#### SOURCE TEXT
-*-*-
People who survive cancer during childhood and adolescence are at risk of suffering a serious health condition in later life.

Professor Mike Hawkins is using data collected in the UK from survivors of childhood, teenage and young adult cancer to better determine those at risk of developing a serious illness in the decades after cancer treatment.

Project Details

  • Project Title

    Risk stratification of the national population of survivors of childhood, teenage and young adult cancer for evidence-based clinical follow-up

  • Lead Researcher

    Professor Michael Hawkins

  • Research Centre

    Centre for Childhood Cancer Survivor Studies, University of Birmingham

  • City & Institution Postcode

    Birmingham B15 2TT

  • Start Date

    1 October 2017

  • Duration

    36 months

  • Grant Amount


Mike Hawkins man wearing blue and white stripped shirt smiling at camera


Due to improvements in treatment 80% of people who suffer cancer as a child, teenager or young adult (TYA) will survive beyond five years from diagnosis. However, these survivors are at an increased risk of developing health problems later in life when compared with the general population. In this project Professor Mike Hawkins and his research team will analyse data collected from two national studies of survivors of cancer to thoroughly investigate the risk of developing serious health problem in the years after cancer treatment. The two studies are:
  1. The British Childhood Cancer Survivor Study (BCCSS) which includes 35,000 individuals diagnosed with cancer aged under 15 years, in England, Wales or Scotland, between 1940 and 2006 and who survived at least 5 years from diagnosis
  2. The Teenage and Young Adult Cancer Survivor Study (TYACSS) which includes 200,900 individuals diagnosed with cancer when aged 15 to 39 years, in England and Wales, between 1971 and 2006 and who survived at least 5 years from diagnosis
By using this data, the research team will identify groups of survivors, defined in terms of type of cancer and treatment, who are at low, medium and high risk of developing a serious illness later in life.
-*-*-
#### TASK INSTRUCTIONS
Can you quote the project description word for word, starting with "Professor Mike Hawkins is" and going on through "decades after cancer treatment."? The material after this point is unrelated to the project description.
-*-*-
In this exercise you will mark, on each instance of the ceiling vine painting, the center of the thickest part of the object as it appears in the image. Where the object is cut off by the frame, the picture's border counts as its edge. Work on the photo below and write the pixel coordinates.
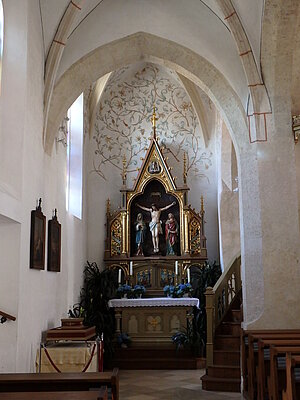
(123, 122)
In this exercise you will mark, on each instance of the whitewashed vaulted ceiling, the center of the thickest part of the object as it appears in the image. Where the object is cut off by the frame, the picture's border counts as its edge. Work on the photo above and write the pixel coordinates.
(196, 24)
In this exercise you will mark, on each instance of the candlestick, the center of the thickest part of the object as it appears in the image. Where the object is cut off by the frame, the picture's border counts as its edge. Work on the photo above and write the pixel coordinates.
(176, 267)
(188, 275)
(131, 268)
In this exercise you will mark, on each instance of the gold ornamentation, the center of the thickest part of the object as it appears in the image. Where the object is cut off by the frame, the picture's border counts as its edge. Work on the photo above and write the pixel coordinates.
(108, 208)
(116, 238)
(184, 169)
(296, 127)
(124, 170)
(154, 323)
(195, 231)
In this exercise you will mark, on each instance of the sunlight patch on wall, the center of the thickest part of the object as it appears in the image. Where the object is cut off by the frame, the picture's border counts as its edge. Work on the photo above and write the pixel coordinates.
(75, 158)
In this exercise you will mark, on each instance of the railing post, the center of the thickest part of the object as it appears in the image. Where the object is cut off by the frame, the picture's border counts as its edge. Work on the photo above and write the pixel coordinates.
(209, 305)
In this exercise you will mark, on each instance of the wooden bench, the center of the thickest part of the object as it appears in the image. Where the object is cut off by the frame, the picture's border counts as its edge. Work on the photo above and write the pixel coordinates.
(276, 381)
(49, 382)
(291, 392)
(249, 343)
(263, 366)
(94, 395)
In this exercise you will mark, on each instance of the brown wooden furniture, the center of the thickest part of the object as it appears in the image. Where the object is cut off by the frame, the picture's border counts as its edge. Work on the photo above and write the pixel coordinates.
(277, 376)
(48, 382)
(291, 392)
(263, 367)
(250, 355)
(100, 394)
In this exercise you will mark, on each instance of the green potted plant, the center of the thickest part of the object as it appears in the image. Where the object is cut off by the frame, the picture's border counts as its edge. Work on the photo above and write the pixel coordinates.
(98, 288)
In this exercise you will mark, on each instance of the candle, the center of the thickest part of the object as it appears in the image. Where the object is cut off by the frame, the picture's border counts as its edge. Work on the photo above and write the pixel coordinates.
(176, 267)
(131, 268)
(188, 274)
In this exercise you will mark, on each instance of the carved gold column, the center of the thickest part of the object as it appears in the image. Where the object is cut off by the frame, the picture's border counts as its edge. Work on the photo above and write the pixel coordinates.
(118, 315)
(124, 233)
(186, 249)
(209, 300)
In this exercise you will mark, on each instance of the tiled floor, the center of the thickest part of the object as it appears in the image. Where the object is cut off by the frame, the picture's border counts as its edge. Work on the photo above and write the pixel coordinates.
(167, 385)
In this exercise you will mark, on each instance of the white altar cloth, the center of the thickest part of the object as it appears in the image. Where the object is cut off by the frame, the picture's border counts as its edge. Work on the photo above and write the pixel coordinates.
(155, 302)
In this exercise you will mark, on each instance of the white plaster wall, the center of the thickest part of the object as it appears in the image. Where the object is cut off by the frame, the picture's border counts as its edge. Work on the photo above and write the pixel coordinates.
(9, 266)
(228, 199)
(40, 298)
(108, 130)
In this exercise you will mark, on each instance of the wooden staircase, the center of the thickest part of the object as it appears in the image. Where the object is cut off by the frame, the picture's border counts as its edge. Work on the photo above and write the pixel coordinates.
(225, 373)
(224, 316)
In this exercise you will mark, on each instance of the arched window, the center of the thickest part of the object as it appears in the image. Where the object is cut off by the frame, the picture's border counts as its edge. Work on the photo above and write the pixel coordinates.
(1, 37)
(75, 158)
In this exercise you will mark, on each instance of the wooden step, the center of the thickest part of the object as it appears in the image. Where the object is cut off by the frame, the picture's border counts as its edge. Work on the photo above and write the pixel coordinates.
(152, 358)
(221, 384)
(234, 316)
(226, 357)
(224, 371)
(229, 328)
(227, 342)
(154, 363)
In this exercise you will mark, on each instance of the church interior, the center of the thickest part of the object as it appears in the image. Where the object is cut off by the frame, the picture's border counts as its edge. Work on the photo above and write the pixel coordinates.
(148, 144)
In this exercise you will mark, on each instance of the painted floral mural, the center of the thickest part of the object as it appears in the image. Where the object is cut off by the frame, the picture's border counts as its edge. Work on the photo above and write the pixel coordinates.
(123, 123)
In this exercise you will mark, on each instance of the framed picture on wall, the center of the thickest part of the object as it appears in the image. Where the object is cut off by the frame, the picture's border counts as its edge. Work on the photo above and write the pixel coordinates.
(54, 244)
(37, 238)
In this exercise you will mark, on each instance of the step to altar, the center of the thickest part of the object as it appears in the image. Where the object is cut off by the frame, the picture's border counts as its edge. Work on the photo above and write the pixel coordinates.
(147, 358)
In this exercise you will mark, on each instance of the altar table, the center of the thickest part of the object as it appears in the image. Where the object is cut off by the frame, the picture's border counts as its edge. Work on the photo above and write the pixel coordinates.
(152, 320)
(68, 357)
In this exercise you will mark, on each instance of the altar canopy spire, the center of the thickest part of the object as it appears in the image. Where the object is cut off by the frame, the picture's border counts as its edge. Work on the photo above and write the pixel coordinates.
(154, 119)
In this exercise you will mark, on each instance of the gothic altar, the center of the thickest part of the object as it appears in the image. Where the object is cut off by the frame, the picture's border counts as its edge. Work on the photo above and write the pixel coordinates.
(154, 239)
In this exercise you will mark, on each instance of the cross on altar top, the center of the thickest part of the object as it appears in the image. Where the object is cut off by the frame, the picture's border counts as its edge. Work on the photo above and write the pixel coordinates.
(154, 119)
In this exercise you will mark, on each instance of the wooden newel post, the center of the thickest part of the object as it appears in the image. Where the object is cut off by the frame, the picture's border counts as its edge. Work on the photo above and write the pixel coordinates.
(209, 305)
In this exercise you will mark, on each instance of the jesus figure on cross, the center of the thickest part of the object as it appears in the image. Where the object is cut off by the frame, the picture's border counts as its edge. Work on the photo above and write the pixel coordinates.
(155, 223)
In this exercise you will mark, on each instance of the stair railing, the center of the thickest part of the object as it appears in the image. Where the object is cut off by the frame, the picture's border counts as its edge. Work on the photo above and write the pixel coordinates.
(218, 300)
(4, 317)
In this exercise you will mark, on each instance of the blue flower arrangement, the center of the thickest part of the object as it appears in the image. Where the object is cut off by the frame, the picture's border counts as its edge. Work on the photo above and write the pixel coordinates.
(124, 340)
(123, 290)
(129, 292)
(139, 290)
(178, 290)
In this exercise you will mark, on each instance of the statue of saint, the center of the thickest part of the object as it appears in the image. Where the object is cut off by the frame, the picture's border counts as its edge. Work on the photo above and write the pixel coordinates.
(155, 223)
(171, 229)
(140, 228)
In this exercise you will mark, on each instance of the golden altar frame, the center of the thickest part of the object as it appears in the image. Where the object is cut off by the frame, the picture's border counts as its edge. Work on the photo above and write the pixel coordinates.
(119, 253)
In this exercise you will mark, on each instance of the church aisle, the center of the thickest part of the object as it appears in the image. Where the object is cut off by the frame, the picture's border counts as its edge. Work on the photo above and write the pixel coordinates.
(167, 385)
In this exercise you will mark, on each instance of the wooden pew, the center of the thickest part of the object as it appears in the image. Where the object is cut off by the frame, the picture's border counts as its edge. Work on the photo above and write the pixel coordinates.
(249, 348)
(82, 395)
(291, 391)
(278, 372)
(245, 347)
(48, 382)
(263, 365)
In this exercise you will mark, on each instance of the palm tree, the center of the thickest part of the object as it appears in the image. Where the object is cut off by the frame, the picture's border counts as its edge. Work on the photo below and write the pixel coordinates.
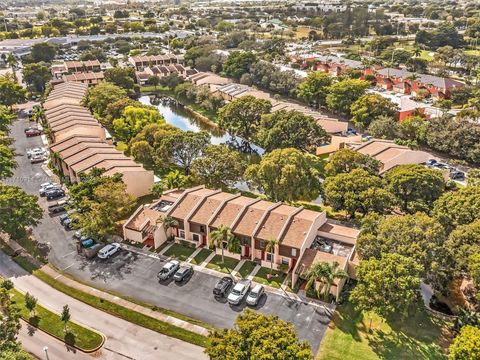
(167, 222)
(270, 247)
(325, 273)
(223, 237)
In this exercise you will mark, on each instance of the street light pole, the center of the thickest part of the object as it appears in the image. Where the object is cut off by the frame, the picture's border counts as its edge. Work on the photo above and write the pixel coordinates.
(45, 348)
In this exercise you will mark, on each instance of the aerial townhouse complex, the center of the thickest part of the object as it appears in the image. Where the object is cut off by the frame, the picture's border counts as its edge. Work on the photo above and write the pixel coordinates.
(80, 143)
(304, 236)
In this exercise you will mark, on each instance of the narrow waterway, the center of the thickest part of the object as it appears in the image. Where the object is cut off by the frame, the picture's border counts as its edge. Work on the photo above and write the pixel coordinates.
(184, 120)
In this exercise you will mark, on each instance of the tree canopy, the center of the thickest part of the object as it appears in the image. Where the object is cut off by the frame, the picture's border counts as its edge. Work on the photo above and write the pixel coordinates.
(286, 175)
(257, 336)
(290, 129)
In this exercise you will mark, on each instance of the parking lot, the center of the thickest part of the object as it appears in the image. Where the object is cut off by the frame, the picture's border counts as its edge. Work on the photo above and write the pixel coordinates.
(134, 275)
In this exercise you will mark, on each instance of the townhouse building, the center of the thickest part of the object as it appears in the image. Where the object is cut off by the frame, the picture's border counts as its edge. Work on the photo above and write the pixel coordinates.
(304, 236)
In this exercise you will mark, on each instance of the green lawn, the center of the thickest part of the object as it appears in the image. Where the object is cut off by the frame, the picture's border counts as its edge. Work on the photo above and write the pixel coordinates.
(180, 252)
(347, 337)
(201, 256)
(247, 268)
(126, 314)
(225, 267)
(275, 281)
(51, 323)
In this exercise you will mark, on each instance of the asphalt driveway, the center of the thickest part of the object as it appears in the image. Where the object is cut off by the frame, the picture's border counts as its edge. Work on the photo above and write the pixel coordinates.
(134, 275)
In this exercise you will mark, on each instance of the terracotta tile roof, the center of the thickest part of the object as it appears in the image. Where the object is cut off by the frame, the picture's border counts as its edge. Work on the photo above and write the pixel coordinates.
(274, 222)
(252, 216)
(208, 207)
(230, 211)
(298, 228)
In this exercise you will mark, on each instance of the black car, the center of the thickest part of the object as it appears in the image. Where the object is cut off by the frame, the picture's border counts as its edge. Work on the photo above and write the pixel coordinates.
(223, 286)
(54, 194)
(184, 273)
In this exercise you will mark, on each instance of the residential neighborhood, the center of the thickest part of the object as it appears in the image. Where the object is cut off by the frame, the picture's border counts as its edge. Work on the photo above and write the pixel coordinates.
(240, 180)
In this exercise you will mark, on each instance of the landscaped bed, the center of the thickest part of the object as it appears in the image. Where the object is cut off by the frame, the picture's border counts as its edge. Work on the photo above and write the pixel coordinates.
(179, 251)
(226, 267)
(201, 256)
(75, 335)
(275, 281)
(348, 337)
(247, 268)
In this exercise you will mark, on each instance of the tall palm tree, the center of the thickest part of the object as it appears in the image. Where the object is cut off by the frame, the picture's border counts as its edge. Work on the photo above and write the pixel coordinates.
(167, 222)
(325, 273)
(270, 247)
(223, 237)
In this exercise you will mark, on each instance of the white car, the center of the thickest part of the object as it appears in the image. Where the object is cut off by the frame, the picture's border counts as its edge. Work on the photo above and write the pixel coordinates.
(108, 250)
(168, 270)
(255, 294)
(238, 292)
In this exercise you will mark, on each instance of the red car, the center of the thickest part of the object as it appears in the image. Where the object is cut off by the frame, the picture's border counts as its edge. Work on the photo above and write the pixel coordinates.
(33, 132)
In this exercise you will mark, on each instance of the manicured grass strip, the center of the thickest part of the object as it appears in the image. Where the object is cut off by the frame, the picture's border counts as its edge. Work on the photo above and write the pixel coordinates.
(124, 313)
(225, 267)
(275, 281)
(247, 268)
(201, 256)
(76, 335)
(348, 337)
(179, 251)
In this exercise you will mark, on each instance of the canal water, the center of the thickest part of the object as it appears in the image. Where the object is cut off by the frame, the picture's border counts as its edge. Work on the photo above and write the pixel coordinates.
(180, 117)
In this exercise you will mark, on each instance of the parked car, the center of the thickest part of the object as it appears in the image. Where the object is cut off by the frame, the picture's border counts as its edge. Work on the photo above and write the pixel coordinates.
(33, 132)
(108, 250)
(223, 286)
(183, 273)
(238, 292)
(168, 270)
(255, 295)
(54, 194)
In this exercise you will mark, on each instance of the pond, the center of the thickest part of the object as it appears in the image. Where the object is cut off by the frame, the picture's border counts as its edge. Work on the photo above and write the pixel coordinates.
(180, 117)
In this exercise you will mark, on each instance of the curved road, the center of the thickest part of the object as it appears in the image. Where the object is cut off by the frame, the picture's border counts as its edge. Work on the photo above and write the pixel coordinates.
(124, 340)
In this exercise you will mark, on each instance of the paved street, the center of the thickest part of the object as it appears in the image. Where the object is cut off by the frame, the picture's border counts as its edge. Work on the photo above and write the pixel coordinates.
(134, 275)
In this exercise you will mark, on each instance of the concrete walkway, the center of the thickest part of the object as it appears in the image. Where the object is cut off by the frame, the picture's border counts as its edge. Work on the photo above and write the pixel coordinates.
(124, 339)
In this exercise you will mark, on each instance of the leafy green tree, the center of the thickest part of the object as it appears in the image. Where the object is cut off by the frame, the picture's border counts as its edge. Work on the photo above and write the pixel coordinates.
(417, 236)
(122, 77)
(342, 94)
(389, 285)
(99, 97)
(369, 107)
(242, 116)
(30, 302)
(134, 119)
(183, 148)
(223, 238)
(458, 208)
(314, 88)
(357, 191)
(415, 186)
(290, 129)
(466, 346)
(326, 274)
(238, 63)
(36, 76)
(462, 243)
(17, 210)
(219, 167)
(345, 160)
(11, 92)
(257, 336)
(43, 52)
(286, 175)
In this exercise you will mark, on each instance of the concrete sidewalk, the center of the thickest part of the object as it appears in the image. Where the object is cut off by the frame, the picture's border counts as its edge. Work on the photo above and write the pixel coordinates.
(125, 303)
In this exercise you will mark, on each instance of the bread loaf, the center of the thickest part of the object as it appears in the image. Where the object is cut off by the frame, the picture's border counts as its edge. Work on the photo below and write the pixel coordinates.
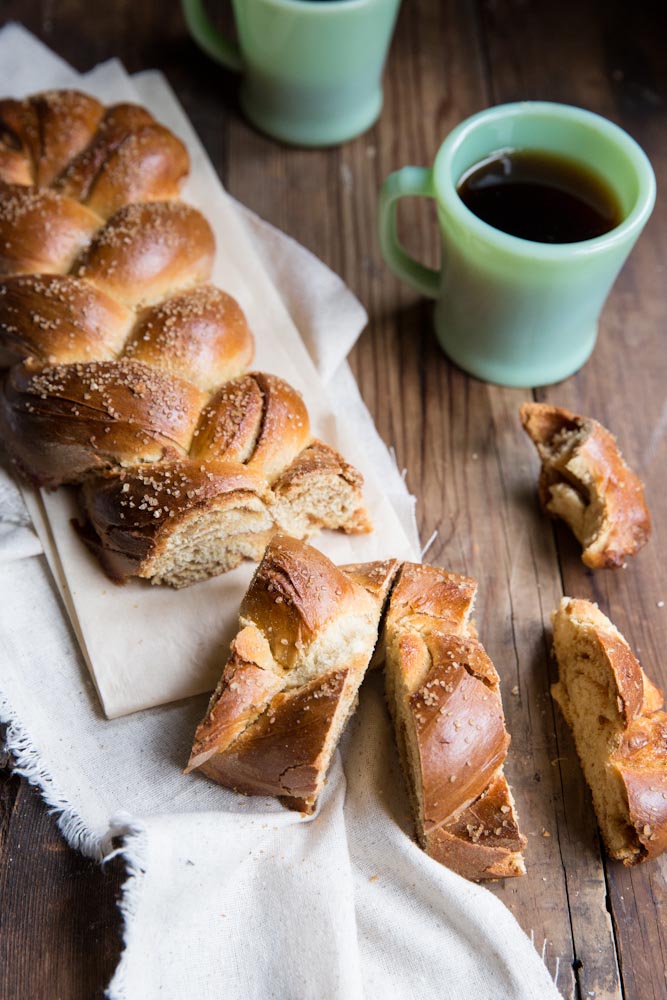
-*-*-
#### ANSWER BOX
Professor Mike Hawkins is using data collected in the UK from survivors of childhood, teenage and young adult cancer to better determine those at risk of developing a serious illness in the decades after cancer treatment.